BLOC DE TEXTE:
▬▬▬▬▬▬▬▬▬▬

Le parti-pris est encore visible dans la manière toute conventionnelle dont M. Carrière enveloppe ses fragmens de figures uniformément blanchâtres et fondantes dans une pénombre cotonneuse. Le procédé n’a rien de naïf, mais on pourrait répondre que celui de M. Henner n’est pas naïf non plus, et l’on aurait peut-être raison. Cependant, M. Henner est un artiste ; M. Carrière aussi est un artiste ; c’est avec une délicatesse extrême, une sorte de tendresse caressante qu’il dégage à demi de cette ombre obstinée des bouts de visage et des lambeaux de bras d’une carnation moelleuse et d’une expression douce. Le Sommeil, la Tendresse, le Cahier, sont des notes charmantes dans leur brièveté ; cela ne va pas au-delà ; le talent est réel, mais c’est un talent volontairement borné, qui paraît devoir longtemps tourner dans le même cercle.

▬▬▬▬▬▬▬▬▬▬

DONNÉES FOURNIES:
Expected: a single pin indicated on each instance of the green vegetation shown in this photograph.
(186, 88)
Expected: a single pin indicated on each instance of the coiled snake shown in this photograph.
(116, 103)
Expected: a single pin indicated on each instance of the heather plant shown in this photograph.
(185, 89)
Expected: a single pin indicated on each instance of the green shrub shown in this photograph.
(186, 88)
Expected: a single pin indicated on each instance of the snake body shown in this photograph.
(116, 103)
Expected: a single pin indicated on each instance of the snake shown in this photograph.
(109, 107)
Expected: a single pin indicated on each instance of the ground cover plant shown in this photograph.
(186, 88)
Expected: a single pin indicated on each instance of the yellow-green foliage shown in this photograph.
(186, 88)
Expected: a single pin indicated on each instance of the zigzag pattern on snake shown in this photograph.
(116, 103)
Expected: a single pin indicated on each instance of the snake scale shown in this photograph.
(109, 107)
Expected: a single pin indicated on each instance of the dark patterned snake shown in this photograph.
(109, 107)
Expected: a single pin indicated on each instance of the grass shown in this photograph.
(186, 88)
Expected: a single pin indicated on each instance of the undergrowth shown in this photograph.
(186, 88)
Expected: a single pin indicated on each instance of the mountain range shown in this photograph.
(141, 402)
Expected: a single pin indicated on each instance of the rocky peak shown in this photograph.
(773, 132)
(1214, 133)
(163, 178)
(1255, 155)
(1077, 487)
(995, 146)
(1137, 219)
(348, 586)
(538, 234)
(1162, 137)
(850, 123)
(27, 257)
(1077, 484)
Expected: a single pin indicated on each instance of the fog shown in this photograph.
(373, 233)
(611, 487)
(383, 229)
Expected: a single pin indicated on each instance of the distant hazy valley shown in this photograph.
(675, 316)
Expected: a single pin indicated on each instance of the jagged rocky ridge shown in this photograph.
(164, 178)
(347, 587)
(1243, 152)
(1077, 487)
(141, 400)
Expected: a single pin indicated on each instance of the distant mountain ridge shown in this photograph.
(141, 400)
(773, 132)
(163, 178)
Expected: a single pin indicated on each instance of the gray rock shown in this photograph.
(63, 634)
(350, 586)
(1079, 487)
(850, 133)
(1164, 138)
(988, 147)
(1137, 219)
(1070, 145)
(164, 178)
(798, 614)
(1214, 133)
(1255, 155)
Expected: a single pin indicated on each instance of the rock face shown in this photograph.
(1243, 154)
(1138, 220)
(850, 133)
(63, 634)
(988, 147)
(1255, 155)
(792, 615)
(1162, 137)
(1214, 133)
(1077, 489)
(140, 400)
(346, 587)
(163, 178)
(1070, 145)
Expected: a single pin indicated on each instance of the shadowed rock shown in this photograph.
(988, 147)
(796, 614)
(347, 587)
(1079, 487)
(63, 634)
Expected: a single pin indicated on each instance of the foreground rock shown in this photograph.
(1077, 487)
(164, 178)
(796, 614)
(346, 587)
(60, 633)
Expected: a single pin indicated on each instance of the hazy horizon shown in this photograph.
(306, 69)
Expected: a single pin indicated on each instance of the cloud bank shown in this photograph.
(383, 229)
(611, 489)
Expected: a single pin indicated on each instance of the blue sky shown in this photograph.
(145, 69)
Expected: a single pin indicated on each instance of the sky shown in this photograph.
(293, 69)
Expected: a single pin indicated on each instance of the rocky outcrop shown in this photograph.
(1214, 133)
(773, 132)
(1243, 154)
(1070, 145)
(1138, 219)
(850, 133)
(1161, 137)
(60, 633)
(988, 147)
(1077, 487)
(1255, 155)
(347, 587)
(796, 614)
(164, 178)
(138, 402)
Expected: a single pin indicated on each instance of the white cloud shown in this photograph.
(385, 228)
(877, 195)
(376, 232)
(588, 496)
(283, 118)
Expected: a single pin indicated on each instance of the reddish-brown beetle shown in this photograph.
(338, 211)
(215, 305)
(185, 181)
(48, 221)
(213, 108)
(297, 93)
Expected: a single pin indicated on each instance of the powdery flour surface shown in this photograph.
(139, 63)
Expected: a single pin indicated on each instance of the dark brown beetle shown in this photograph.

▬▬▬▬▬▬▬▬▬▬

TÂCHES:
[A] Traduisez en anglais cette phrase du texte sur la peinture de M. Carrière : « Le procédé n’a rien de naïf, mais on pourrait répondre que celui de M. Henner n’est pas naïf non plus, et l’on aurait peut-être raison. »
[B] Comptez les lignes des enregistrements où figure la chaîne « plant », en tenant compte de la casse, et indiquez seulement ce nombre.
Le texte et les enregistrements n'ont aucun rapport entre eux.

RÉPONSES PAR TÂCHE:
[A] The technique is not at all naive, but one could reply that M. Henner's is not naive either, and one would perhaps be right.

[B] 2